> EXERCISE BRIEF
Copy the records below exactly.
───
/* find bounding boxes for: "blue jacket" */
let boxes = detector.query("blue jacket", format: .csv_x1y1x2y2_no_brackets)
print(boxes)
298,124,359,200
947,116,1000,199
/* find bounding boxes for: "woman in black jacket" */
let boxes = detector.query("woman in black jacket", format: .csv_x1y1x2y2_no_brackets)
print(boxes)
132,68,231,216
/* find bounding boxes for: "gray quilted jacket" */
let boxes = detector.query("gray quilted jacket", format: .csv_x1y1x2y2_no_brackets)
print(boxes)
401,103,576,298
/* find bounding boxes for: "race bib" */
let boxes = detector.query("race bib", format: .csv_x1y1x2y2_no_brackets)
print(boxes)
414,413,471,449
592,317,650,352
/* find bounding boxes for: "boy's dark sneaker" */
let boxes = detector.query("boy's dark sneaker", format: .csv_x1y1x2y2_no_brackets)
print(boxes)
───
> SOLUTION TO THIS EXERCISE
/* find bounding boxes for: "blue jacket" */
let boxes = detector.query("blue jacket", format: .csv_x1y1x2y2_no_brackets)
print(boxes)
298,124,359,200
947,116,1000,199
/* find bounding boxes for: "woman in black jacket" */
let boxes = detector.query("woman in black jacket", format: .csv_x1y1x2y2_no_brackets)
print(boxes)
132,68,231,216
/* find bounding boxes for: "gray quilted jacket" */
let boxes = detector.query("gray quilted jacket", format: .csv_x1y1x2y2_no_brackets)
print(boxes)
401,103,576,298
/* find bounding boxes for: "race bib" */
let boxes = detector.query("race bib", format: .csv_x1y1x2y2_no_brackets)
print(boxes)
414,413,471,449
592,317,650,352
/* find bounding boxes for: "boy's dark sneaker" */
let boxes = detector.query("boy's dark sneaker", format: .csv_x1y1x2y2_no_brackets)
print(boxes)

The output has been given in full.